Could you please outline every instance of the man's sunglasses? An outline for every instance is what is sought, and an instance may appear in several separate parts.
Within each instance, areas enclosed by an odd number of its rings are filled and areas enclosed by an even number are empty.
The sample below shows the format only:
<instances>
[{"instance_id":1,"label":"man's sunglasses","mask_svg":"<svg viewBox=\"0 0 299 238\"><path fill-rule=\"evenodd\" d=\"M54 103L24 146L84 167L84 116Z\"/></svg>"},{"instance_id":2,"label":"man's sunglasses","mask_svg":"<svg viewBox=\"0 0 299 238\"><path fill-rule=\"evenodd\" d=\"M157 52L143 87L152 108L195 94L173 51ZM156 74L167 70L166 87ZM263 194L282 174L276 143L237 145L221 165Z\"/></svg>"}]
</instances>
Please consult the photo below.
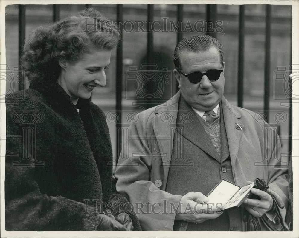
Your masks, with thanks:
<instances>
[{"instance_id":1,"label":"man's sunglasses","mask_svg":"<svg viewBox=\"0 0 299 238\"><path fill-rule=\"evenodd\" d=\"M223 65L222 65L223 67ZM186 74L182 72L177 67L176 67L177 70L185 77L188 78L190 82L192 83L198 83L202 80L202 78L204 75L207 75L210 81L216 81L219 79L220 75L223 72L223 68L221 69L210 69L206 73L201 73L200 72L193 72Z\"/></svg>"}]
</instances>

------------------------------------------------------------------------

Copy every row above word for word, leaving out the pictures.

Could you please outline every instance of the man's sunglasses? An outline for every instance is what is sought, and an instance may appear in several separate parts.
Within each instance, areas enclosed by an odd number of its rings are filled and areas enclosed by an even number are empty.
The sample below shows the format only:
<instances>
[{"instance_id":1,"label":"man's sunglasses","mask_svg":"<svg viewBox=\"0 0 299 238\"><path fill-rule=\"evenodd\" d=\"M54 103L24 146L84 167L84 116Z\"/></svg>"},{"instance_id":2,"label":"man's sunglasses","mask_svg":"<svg viewBox=\"0 0 299 238\"><path fill-rule=\"evenodd\" d=\"M157 52L143 87L152 108L195 94L173 51ZM156 74L167 70L166 87ZM263 194L282 174L276 143L237 145L221 165Z\"/></svg>"}]
</instances>
Please consult the photo below.
Your masks, with thanks:
<instances>
[{"instance_id":1,"label":"man's sunglasses","mask_svg":"<svg viewBox=\"0 0 299 238\"><path fill-rule=\"evenodd\" d=\"M223 65L222 65L223 67ZM186 74L182 72L177 67L176 67L177 70L185 77L188 78L190 82L192 83L198 83L202 80L202 78L204 75L207 75L210 81L216 81L219 79L220 75L223 72L223 68L221 69L210 69L206 73L201 73L200 72L193 72Z\"/></svg>"}]
</instances>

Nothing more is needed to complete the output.